TEXT SHOWN
The first trimester lasts 13 weeks and 6 days, starting from the first day of your last menstrual period. That means it covers weeks 1 through 13 of pregnancy, even though conception itself doesn’t happen until around week 2 or 3. This counting method can feel confusing, but it’s the standard used by doctors because most people can pinpoint their last period more reliably than the exact day of conception.
How Pregnancy Weeks Are Counted
Pregnancy dating begins on the first day of your last menstrual period (LMP), not the day you actually conceived. Since ovulation and fertilization typically happen about two weeks into your cycle, you’re already considered “2 weeks pregnant” at the time of conception. By the time you miss a period and get a positive test, you’re usually around 4 to 5 weeks along.
This is why the first trimester spans roughly 14 calendar weeks on paper but only includes about 12 weeks of actual embryonic and fetal development. The American College of Obstetricians and Gynecologists defines the first trimester as the period from the first day of LMP through 13 weeks and 6 days. After that, you’re in the second trimester.
What Happens During Each Phase
Weeks 1 Through 4
Weeks 1 and 2 are technically pre-conception. Fertilization takes place in the fallopian tube, and over the next few days, the single cell divides into a cluster of cells that travels to the uterus and implants in the lining. By the end of week 4, implantation is complete and the body begins producing the pregnancy hormone hCG, which is what home pregnancy tests detect.
Weeks 5 Through 8
This stretch is when the most dramatic development happens. The heart, brain, spinal cord, and lungs begin forming. The lungs start building the tubes that will eventually carry air in and out after birth, and the inner ear begins to develop. By around week 6, a heartbeat can often be detected on ultrasound. hCG levels rise rapidly during this window, jumping from a range of 200 to 7,000 at week 5 up to 3,000 to 160,000 by week 7.
That hormone surge is also what drives many early pregnancy symptoms. Nausea typically starts around week 6, with most people noticing it before week 9. It tends to peak between weeks 8 and 10.
Weeks 9 Through 13
By week 9, the embryo is reclassified as a fetus. Cartilage for the limbs, hands, and feet begins forming, though it won’t harden into bone for several more weeks. Eyelids develop but stay closed. The genitals start to take shape, and the liver begins its own development. hCG levels hit their highest point during this stretch, peaking somewhere in the range of 32,000 to 210,000 before gradually declining through the rest of pregnancy.

ASSIGNMENT A
Render this sentence from the first-trimester text in Spanish: "By week 9, the embryo is reclassified as a fetus."
ASSIGNMENT B
Write what comes next in the first-trimester text, picking up after its final sentence.
The data that comes next is separate material and not part of the first-trimester text.

EXERCISE DATA
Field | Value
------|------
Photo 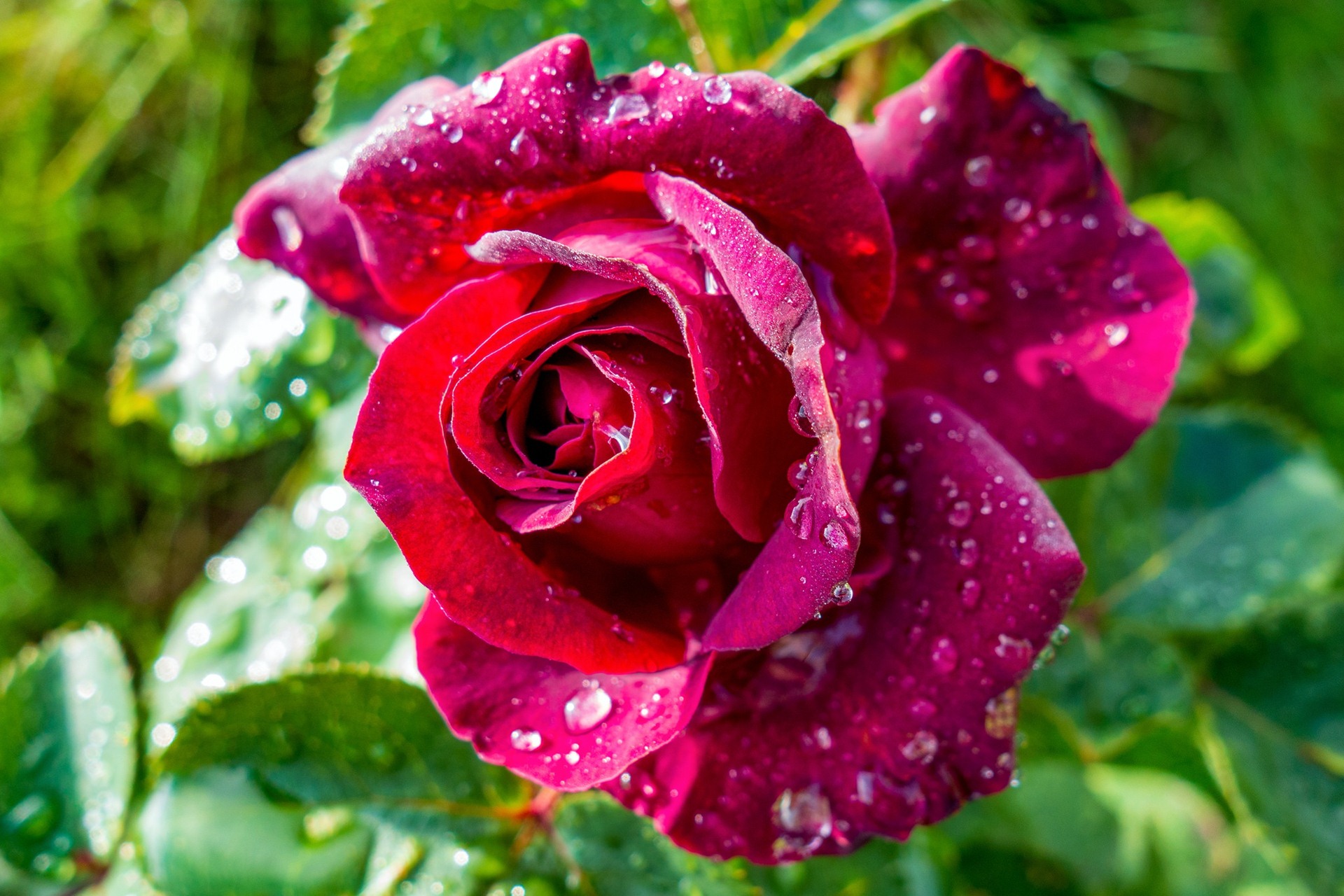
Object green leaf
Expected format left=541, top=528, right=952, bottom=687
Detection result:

RESPONSE AREA A
Para la semana 9, el embrión se reclasifica como feto.

RESPONSE AREA B
For many people, nausea begins to ease around week 13, right as the first trimester wraps up. Fatigue often lifts around the same time, which is why the second trimester has a reputation as the more comfortable stretch of pregnancy.
First Trimester Screening and Testing
Most prenatal screening happens in a narrow window toward the end of the first trimester. Between weeks 11 and 13, you’ll typically be offered a combination of a blood test and an ultrasound called a nuchal translucency scan. The ultrasound measures a small pocket of fluid at the back of the baby’s neck, which can signal higher chances of certain genetic conditions. A non-invasive prenatal test (NIPT), which analyzes fragments of fetal DNA circulating in your blood, is also available during this same window.
Your first prenatal appointment usually happens around weeks 8 to 10, depending on your provider’s scheduling. That visit typically includes confirmation of the pregnancy, an estimated due date, bloodwork, and a medical history review. If you’re trying to time things, it helps to know these appointments cluster between weeks 8 and 13, so the last month of the first trimester tends to be the busiest for medical visits.
Why the First Trimester Feels So Long
Thirteen weeks is only about three months, but it often feels like the longest stretch of pregnancy. Part of that is physical: nausea, exhaustion, breast tenderness, and frequent urination are at their most intense during these weeks. Part of it is emotional. Many people wait until after the first trimester to share the news, which means navigating symptoms in relative secrecy while the most critical development is happening behind the scenes.
The good news is that by the time you cross into week 14, most of the foundational organ development is complete, hormone levels begin to stabilize, and the symptoms that defined your first 13 weeks start to fade.